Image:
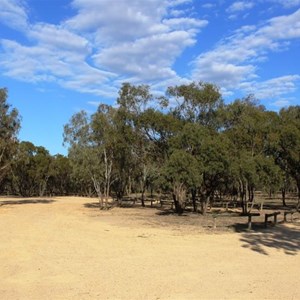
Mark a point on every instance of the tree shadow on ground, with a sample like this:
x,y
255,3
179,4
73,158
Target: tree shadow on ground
x,y
26,201
92,205
280,237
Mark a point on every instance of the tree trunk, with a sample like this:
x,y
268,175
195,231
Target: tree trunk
x,y
283,196
194,193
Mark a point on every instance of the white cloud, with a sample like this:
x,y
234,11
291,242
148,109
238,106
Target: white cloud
x,y
281,103
272,88
287,3
104,43
240,6
233,63
208,5
13,14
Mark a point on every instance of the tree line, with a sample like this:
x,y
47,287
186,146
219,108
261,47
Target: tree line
x,y
188,142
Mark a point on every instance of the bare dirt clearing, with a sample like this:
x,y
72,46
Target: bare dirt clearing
x,y
64,248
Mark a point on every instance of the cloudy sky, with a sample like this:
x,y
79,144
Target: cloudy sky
x,y
60,56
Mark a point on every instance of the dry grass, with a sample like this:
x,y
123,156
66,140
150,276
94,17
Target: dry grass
x,y
65,248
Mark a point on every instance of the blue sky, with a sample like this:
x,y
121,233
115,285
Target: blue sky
x,y
60,56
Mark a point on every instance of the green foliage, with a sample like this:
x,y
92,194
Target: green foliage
x,y
9,127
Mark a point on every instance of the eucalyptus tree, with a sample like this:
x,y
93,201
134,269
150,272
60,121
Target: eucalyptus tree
x,y
249,128
9,127
198,103
84,156
287,147
30,170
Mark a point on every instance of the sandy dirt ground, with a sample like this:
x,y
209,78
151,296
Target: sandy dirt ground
x,y
65,248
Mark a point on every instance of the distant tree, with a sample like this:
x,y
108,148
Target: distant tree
x,y
9,127
287,146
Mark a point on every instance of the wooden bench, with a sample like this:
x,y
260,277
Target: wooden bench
x,y
166,202
149,200
290,212
258,205
127,201
274,214
250,215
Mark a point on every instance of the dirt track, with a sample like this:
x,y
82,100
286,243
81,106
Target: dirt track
x,y
61,249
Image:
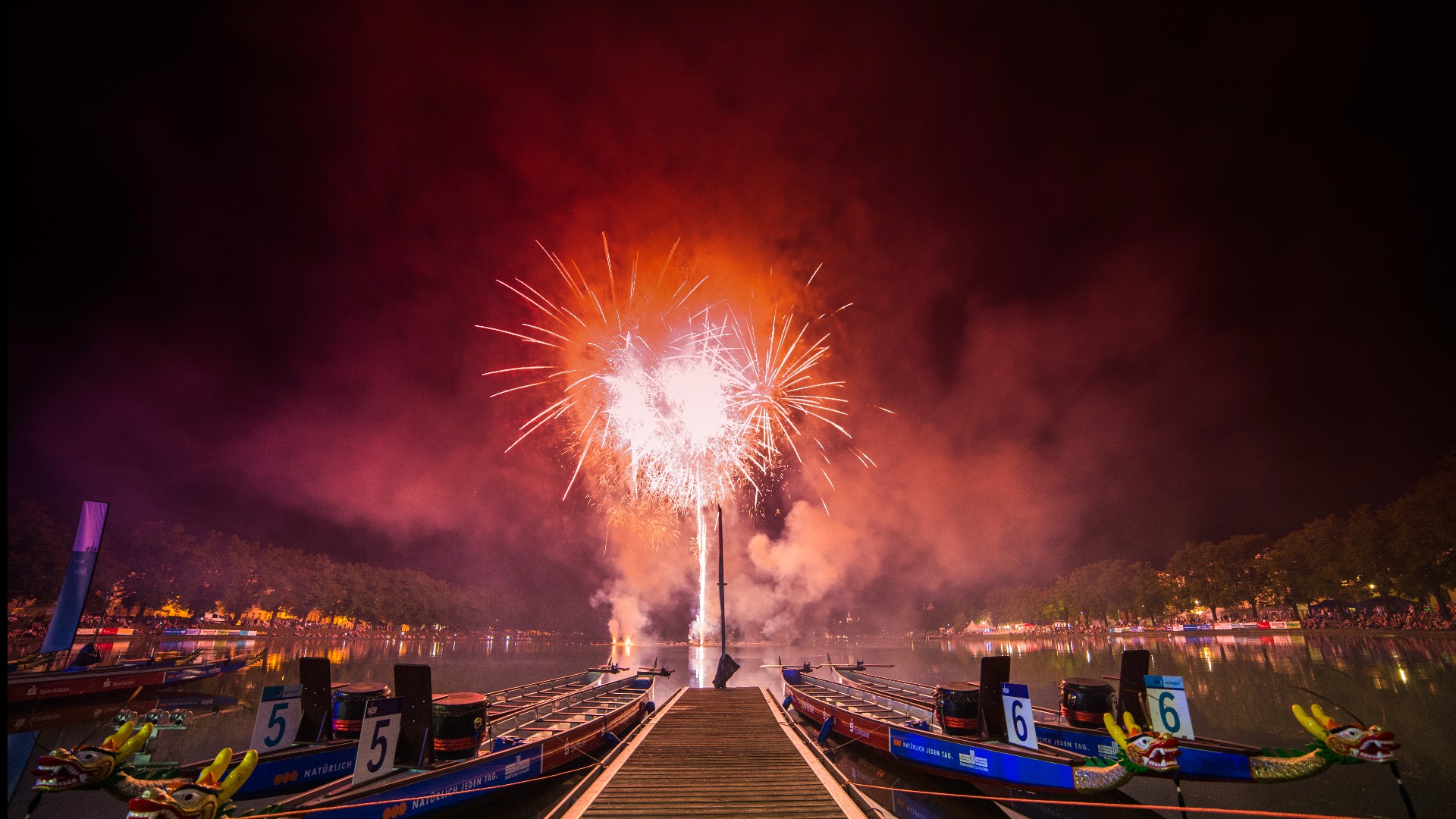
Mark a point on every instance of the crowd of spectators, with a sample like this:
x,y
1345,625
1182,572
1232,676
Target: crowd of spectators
x,y
25,632
1440,618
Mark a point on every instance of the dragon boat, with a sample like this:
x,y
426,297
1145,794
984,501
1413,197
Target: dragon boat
x,y
316,758
142,673
1078,726
538,741
970,748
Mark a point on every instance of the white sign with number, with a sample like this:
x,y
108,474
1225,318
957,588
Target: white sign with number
x,y
378,739
1168,706
1021,729
278,716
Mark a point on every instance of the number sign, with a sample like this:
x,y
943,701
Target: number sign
x,y
278,716
1019,726
378,739
1168,706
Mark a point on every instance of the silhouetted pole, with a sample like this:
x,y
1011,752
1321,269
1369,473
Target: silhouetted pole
x,y
723,608
726,665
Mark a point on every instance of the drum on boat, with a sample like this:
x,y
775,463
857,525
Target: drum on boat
x,y
348,707
1085,700
957,707
456,723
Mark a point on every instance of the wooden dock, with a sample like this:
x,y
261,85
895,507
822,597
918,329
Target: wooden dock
x,y
715,752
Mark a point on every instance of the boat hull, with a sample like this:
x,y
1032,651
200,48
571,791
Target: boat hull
x,y
1197,760
937,754
1194,763
63,686
431,792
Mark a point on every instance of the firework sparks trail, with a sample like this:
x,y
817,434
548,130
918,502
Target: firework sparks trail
x,y
664,403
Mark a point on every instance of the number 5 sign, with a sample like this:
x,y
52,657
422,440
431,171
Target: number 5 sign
x,y
278,716
1168,706
378,739
1019,726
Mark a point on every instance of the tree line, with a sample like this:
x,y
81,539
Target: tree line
x,y
164,564
1404,548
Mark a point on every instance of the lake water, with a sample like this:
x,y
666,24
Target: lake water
x,y
1239,689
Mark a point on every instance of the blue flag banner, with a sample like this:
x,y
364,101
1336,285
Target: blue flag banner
x,y
77,579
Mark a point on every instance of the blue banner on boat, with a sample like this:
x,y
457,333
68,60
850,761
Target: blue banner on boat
x,y
77,579
979,761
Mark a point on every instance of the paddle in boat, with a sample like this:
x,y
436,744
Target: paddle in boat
x,y
967,738
408,763
1079,726
308,735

++++++

### WORK TO COMPLETE
The required output is the span of lines from the one containing "Mark a point on every instance of the firework" to the last line, reproduced character for character.

### CORRECT ANSWER
Mark a point on every instance of the firework sparks trail, with a sample like this:
x,y
817,434
548,130
918,502
Target: firework sparks trail
x,y
664,403
Mark a point on every instance of the number 5 sign, with a sample like this:
x,y
52,657
422,440
431,171
Target: number 5 sign
x,y
278,716
1168,706
378,739
1019,726
Mark a point on every instance of the tree line, with a sample like this:
x,y
81,539
Target: tree line
x,y
164,564
1404,548
Mark a point on every instance of the lake water, with a sample like this:
x,y
666,24
Target: lake water
x,y
1239,689
Mark a point on every instance of the blue flag banner, with a sample like this:
x,y
364,101
1336,285
Target: blue flag banner
x,y
77,579
Mark a point on every instance of the blue banner on boat, with a sample like this:
x,y
457,333
68,60
850,761
Target: blue banner on boat
x,y
77,579
979,761
Mark a point on every instance of the paddle in boat, with a sample like this:
x,y
436,744
Target: paddle in boat
x,y
967,738
408,763
1079,726
308,735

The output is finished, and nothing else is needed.